▶ _What you will do_
(A) Summarize the forum thread about buying a bo staff in two sentences.
(B) List every username in the forum thread about buying a bo staff that appears directly before the word "said:".
(C) In the forum thread about buying a bo staff, write out the passage from "Sound advice (at" up to and including "did not respond." word for word.

Sound advice (at least to us "purists.")  Your advice was echoed and discussed in detail by MANY others.  The result of all this input regarding the redundancy of "bo staff?"  See the next quote:


DrewTheTKDStudent1992 said:


> So I'm looking to get a new Bo Staff


Enough said.

His questions re: the bo required more info for forum members to help, but he did not respond.


dancingalone said:


> Depends on the style. As always ask your teacher.





isshinryuronin said:


> What style? Twirling-swinging Chinese, or harder hitting Okinawan?





Graywalker said:


> I agree with the others, ask your instructor, what will it be used for.





Flying Crane said:


> The OP has not given further details of what system he trains or what the methodology is





gpseymour said:


> Without knowing the intended use (the staff fighting style), it’s based on nothing.

▶ _Recorded data_
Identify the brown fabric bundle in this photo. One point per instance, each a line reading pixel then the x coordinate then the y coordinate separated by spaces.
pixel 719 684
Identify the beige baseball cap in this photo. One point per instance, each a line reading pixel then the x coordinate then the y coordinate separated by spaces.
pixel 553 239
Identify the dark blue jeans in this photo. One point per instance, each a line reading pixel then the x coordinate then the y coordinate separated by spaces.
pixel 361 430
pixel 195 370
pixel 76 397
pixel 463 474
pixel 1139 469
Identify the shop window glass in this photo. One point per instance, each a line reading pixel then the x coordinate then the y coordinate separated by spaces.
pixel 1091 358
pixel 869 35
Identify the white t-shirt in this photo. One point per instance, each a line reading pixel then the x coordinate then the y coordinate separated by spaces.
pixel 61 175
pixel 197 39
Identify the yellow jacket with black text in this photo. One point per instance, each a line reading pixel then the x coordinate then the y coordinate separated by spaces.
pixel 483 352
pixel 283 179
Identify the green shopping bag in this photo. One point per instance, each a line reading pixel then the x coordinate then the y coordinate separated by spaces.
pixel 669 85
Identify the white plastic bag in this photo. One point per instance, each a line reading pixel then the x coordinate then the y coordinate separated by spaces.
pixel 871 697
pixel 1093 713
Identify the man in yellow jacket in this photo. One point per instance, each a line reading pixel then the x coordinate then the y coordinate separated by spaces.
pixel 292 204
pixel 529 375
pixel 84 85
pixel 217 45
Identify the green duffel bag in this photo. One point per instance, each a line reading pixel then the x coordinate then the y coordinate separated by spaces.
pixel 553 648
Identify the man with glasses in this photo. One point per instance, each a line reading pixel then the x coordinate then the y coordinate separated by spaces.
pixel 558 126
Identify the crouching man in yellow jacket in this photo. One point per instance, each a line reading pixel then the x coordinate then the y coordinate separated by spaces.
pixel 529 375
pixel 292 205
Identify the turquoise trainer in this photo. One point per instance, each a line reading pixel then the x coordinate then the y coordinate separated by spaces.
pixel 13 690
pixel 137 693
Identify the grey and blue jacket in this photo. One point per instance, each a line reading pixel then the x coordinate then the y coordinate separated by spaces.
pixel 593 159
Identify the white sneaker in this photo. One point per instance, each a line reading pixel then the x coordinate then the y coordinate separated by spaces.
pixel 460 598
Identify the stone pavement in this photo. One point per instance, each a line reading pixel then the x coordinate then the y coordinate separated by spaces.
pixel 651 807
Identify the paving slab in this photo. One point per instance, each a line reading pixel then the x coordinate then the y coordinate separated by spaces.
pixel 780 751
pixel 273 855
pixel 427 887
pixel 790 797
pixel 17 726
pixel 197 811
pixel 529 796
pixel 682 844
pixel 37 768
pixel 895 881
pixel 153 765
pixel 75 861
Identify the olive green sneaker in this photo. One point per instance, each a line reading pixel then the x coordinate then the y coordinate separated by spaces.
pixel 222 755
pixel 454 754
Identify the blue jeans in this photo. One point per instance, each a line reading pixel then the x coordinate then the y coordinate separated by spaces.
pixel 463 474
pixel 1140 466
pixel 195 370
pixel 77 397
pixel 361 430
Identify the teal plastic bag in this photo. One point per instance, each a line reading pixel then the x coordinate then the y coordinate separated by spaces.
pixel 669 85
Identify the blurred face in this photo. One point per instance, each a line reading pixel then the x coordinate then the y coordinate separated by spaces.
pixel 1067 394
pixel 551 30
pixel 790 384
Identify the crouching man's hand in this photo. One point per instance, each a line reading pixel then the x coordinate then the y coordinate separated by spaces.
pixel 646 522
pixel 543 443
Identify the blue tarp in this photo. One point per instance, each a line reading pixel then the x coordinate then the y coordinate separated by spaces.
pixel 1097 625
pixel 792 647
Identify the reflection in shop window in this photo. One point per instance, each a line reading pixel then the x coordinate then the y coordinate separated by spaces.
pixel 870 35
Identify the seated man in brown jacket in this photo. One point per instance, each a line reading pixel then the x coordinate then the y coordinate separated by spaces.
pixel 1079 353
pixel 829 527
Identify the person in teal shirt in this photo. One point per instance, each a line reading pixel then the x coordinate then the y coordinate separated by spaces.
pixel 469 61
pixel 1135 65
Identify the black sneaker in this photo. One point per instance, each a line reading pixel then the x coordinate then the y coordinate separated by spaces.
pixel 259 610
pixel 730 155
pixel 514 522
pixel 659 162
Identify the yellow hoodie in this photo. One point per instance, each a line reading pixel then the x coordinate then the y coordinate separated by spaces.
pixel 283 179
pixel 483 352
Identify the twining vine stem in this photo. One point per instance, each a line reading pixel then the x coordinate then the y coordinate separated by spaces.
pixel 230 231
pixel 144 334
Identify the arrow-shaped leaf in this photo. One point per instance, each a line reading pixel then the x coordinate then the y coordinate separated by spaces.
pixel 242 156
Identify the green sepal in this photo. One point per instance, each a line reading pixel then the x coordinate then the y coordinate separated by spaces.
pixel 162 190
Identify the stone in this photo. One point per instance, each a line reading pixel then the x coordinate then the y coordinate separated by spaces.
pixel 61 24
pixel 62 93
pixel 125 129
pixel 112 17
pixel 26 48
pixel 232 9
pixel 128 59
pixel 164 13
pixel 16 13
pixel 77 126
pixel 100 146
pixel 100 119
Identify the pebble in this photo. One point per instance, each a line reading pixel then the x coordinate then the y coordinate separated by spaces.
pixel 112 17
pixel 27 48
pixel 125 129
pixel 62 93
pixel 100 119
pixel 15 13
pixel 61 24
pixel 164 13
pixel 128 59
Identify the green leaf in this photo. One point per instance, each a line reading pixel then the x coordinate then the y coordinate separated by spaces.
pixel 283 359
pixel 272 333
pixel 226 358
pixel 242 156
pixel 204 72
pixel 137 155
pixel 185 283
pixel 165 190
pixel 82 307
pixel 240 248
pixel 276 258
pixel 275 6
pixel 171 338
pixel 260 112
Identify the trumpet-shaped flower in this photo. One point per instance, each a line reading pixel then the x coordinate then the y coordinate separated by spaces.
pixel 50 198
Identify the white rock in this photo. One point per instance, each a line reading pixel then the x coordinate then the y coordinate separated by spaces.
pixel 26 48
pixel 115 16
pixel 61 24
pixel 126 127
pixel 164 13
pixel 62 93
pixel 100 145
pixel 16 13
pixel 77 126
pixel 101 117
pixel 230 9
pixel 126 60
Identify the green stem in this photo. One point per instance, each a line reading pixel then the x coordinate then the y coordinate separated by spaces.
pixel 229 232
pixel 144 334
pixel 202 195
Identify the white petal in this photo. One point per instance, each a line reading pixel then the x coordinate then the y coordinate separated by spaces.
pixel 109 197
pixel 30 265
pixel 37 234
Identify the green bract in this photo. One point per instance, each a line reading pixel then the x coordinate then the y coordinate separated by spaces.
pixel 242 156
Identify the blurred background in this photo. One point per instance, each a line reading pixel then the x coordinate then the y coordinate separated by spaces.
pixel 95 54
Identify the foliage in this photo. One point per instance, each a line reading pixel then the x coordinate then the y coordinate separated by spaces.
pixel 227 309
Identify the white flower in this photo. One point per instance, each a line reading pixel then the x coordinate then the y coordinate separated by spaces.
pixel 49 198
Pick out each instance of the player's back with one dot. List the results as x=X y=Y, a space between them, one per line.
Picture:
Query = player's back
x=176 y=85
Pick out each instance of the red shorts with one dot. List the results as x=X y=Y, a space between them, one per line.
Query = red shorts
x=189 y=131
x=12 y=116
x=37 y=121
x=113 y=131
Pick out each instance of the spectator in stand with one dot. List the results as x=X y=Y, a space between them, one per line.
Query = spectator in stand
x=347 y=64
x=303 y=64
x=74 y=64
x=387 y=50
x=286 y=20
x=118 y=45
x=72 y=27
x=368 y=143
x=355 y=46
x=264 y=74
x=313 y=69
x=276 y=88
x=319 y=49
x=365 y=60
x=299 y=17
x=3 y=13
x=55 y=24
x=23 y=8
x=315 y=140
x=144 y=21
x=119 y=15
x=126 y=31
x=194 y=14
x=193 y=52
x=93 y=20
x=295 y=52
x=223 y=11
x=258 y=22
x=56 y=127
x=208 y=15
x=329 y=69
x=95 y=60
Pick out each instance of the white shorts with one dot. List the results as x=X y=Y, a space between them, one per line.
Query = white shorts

▶ _Answers below_
(A) The thread opens by saying that advice about the redundancy of "bo staff" was echoed and discussed by many others, then quotes a member who said he was looking to get a new Bo Staff. His questions needed more information before forum members could help, but he did not respond, and several members replied that the choice depends on the style or intended use and that he should ask his teacher or instructor.

(B)
- DrewTheTKDStudent1992
- dancingalone
- isshinryuronin
- Graywalker
- Flying Crane
- gpseymour

(C)
Sound advice (at least to us "purists.")  Your advice was echoed and discussed in detail by MANY others.  The result of all this input regarding the redundancy of "bo staff?"  See the next quote:


DrewTheTKDStudent1992 said:


> So I'm looking to get a new Bo Staff


Enough said.

His questions re: the bo required more info for forum members to help, but he did not respond.